*Exercise requirements*: Using the records below, give the number of lines where the string "unit" shows up. Add nothing to it.

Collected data
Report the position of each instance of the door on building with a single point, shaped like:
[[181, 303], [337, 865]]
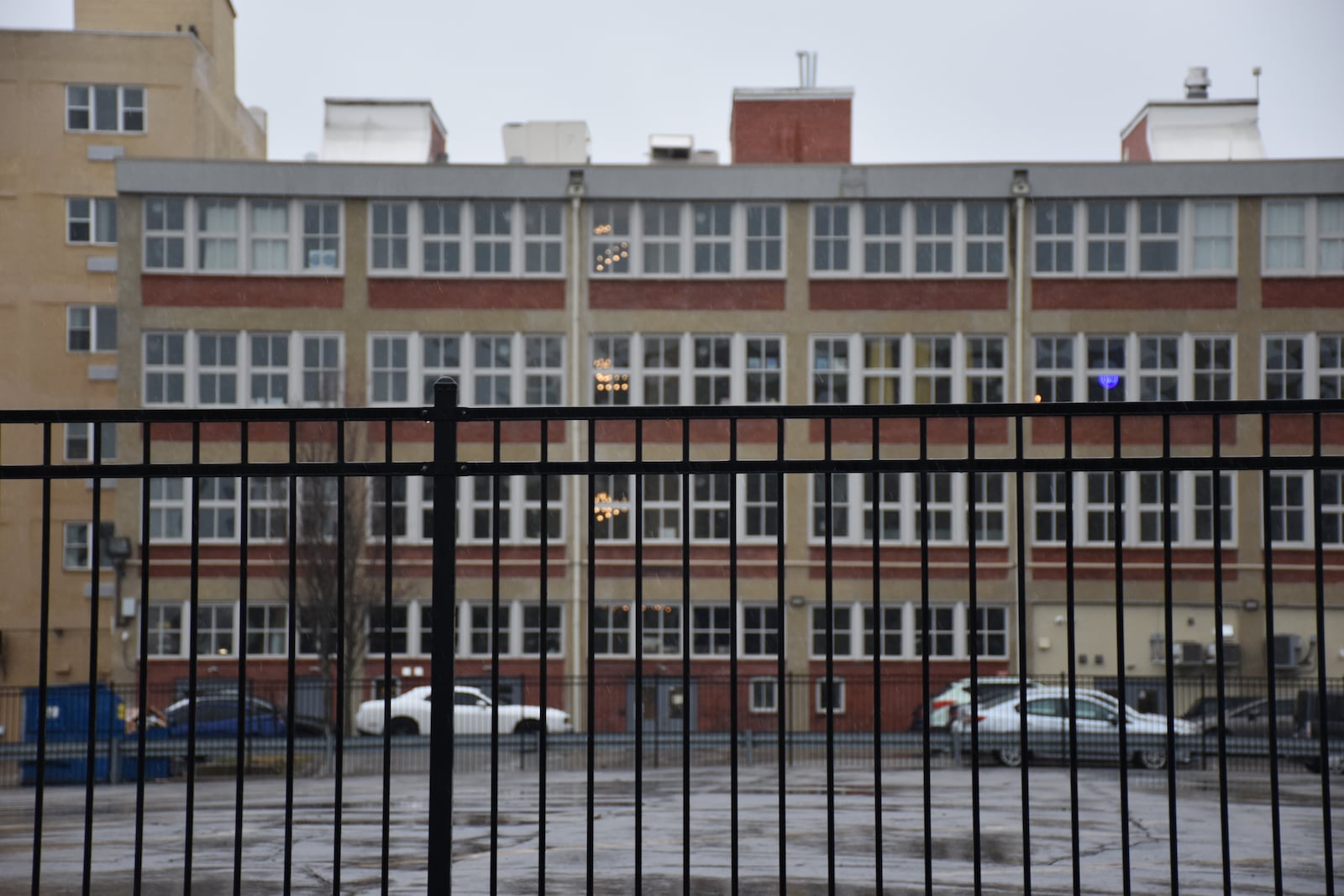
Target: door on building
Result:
[[665, 708]]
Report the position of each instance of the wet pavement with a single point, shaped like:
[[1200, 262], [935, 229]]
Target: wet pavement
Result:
[[806, 844]]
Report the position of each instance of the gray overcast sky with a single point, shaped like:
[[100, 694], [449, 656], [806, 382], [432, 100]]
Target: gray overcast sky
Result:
[[934, 81]]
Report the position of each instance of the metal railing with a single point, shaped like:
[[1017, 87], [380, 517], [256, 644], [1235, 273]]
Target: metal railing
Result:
[[746, 774]]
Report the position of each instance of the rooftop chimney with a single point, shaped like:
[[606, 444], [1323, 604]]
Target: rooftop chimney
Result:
[[1196, 83]]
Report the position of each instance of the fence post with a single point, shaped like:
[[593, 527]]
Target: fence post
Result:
[[444, 469]]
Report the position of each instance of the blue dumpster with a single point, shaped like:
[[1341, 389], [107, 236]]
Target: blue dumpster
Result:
[[66, 715]]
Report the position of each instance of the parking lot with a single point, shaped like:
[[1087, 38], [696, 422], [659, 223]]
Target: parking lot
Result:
[[806, 848]]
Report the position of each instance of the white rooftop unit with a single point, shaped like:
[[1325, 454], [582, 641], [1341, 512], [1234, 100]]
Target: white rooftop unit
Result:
[[383, 130], [548, 143]]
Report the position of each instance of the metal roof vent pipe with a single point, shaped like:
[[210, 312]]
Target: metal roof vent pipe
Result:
[[1196, 83]]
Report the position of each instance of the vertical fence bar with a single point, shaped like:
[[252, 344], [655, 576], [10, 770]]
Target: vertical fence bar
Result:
[[242, 667], [143, 672], [192, 652], [1324, 701], [1225, 835], [1021, 651], [1168, 591], [92, 747], [445, 598], [1119, 510], [1267, 527], [1070, 613], [44, 647]]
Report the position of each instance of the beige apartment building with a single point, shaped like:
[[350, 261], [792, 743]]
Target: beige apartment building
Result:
[[134, 78]]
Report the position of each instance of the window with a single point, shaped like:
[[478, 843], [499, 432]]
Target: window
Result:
[[1159, 235], [543, 369], [764, 694], [217, 369], [167, 510], [1054, 237], [390, 369], [1106, 228], [218, 508], [1054, 369], [880, 369], [80, 443], [1106, 369], [933, 238], [985, 231], [387, 631], [759, 631], [215, 629], [1159, 369], [107, 107], [268, 631], [269, 234], [165, 625], [322, 371], [830, 698], [268, 508], [441, 230], [492, 237], [92, 221], [830, 369], [322, 235], [942, 637], [891, 640], [991, 506], [1288, 508], [1285, 360], [217, 234], [933, 369], [1285, 235], [269, 369], [542, 231], [390, 237], [711, 631], [765, 238], [612, 238], [984, 369], [533, 618], [711, 493], [662, 238], [988, 634], [165, 234], [1214, 237], [840, 634], [92, 328], [1213, 369], [831, 238], [711, 238], [165, 369], [1050, 506], [763, 506], [441, 355], [882, 238], [611, 369], [387, 500]]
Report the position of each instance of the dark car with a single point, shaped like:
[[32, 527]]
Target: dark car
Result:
[[217, 716]]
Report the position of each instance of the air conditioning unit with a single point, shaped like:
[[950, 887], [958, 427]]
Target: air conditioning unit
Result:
[[1231, 654], [1288, 651], [1187, 653]]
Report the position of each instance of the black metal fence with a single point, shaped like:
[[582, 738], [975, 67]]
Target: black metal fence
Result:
[[732, 778]]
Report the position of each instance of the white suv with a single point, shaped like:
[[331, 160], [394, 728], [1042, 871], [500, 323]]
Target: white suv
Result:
[[990, 689]]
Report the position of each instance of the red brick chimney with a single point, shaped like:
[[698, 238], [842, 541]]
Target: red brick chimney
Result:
[[780, 125]]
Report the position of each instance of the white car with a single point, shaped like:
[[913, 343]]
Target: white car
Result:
[[472, 715], [1097, 716]]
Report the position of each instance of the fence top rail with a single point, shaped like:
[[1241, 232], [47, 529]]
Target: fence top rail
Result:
[[468, 414]]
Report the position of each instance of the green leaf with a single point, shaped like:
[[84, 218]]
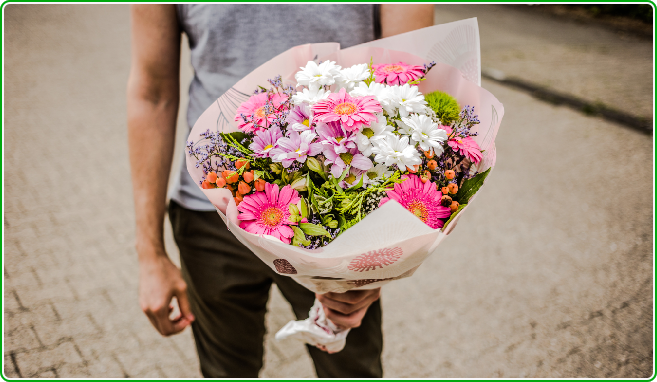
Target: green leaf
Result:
[[470, 187], [299, 238], [313, 229], [304, 207], [461, 206]]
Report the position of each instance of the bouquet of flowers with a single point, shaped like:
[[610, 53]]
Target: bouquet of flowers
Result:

*Your solution*: 4